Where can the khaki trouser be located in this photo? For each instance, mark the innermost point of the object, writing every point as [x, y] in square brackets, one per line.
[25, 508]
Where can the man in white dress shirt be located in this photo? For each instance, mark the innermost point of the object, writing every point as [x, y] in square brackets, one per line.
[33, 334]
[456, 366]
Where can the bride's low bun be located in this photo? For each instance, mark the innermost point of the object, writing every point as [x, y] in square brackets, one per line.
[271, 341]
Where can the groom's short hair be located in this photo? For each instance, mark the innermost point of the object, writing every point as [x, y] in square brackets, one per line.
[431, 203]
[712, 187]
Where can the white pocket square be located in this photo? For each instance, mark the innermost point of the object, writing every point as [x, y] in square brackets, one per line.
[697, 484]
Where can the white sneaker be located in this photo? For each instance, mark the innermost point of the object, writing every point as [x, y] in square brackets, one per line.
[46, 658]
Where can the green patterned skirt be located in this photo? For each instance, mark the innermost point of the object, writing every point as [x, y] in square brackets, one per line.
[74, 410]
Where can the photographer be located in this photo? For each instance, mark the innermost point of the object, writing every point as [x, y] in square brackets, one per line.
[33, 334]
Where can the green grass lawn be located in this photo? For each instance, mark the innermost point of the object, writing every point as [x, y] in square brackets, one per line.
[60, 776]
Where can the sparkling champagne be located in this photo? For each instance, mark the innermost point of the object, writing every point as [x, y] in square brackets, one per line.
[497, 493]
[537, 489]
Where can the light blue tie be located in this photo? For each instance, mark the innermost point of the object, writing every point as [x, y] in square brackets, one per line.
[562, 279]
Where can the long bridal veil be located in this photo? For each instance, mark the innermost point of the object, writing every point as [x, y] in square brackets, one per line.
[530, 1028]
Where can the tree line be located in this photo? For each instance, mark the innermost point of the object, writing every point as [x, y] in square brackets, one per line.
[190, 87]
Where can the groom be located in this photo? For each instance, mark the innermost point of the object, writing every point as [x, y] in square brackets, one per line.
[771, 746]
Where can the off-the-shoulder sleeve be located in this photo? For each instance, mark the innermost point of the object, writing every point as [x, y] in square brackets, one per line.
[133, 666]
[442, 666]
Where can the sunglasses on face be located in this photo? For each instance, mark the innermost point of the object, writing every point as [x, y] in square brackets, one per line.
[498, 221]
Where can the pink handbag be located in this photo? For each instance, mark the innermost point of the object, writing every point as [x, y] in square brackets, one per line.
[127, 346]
★ ★ ★ ★ ★
Work item: The answer should repeat every line of the listing exactly.

Problem solution:
Where can the khaki trouser be located in this photo? For each instance, mark the innermost point of the object, writing every point as [x, y] in square brackets, one per line.
[25, 508]
Where can the man in white dress shirt be located in this photo? For each instance, mark the innermost point of the object, writing every point as [x, y] in square brackets, one per line.
[33, 334]
[456, 366]
Where can the bride's low bun be located in this photo? For each instance, mark the innermost point of the object, writing every point as [x, y] in square brackets, one per line.
[271, 341]
Where can the groom's short hair be located in this photo? For each instance, mark the innermost point of the object, writing every point as [x, y] in square brackets, one per line.
[431, 203]
[712, 187]
Where can the white pocket square be located in this photo? For each instance, mark the innermost point of the object, writing every point as [x, y] in square brackets, one per line.
[697, 484]
Where can the white sneaker be located in this photo? For each instance, mark the innermost point of the object, writing every point as [x, y] in square brackets, one per line.
[46, 658]
Where can the green patterned skirt be located in this photo? For each instance, mark the innermost point of the object, writing every point as [x, y] in square brackets, one per line.
[74, 410]
Where can the photographer be located in this photo? For each instance, mark the innermost point of the object, writing every point as [x, y] in square brackets, one per line.
[33, 334]
Where can the green grass lawn be located in this photo? For each instance, mark the innermost point of the object, writing every point as [x, y] in square brackets, one per line.
[60, 776]
Where can the sparkling champagne be located in this photo? For each instance, mark the innermost point of the object, writing every point as [x, y] in square brackets, one per line.
[497, 493]
[537, 489]
Where can the light blue tie be located in this photo? For each instance, mark the innermost point of the object, writing every point as [x, y] in square brackets, one per line.
[562, 279]
Where can the long bridal veil be located in this photo? For each instance, mark the innermost point of the object, writing every point as [x, y] in square brackets, one per line.
[530, 1028]
Where can the tree line be located in this photo? For each instance, mark the innermost point of the object, writing every point as [x, y] in square brackets, one per line.
[190, 87]
Where can the groom be located in this photo? For each instance, mark the innermost point of the object, writing every point as [x, y] in square brackets, one per line.
[771, 746]
Where can the off-the-shoulder sleeve be located in this photo? For each instance, mark the innermost point of the object, writing every point as [x, y] in square brackets, one per line.
[133, 666]
[442, 666]
Where can the sunglasses on face be located in this photo? For each instance, mark the innermost point of the object, writing every point as [x, y] in square brackets, one per line.
[498, 221]
Where can the pink handbag be located in this photo? For each instance, mark the innermost point of the object, writing every point as [x, y] in square brackets, one per line.
[127, 346]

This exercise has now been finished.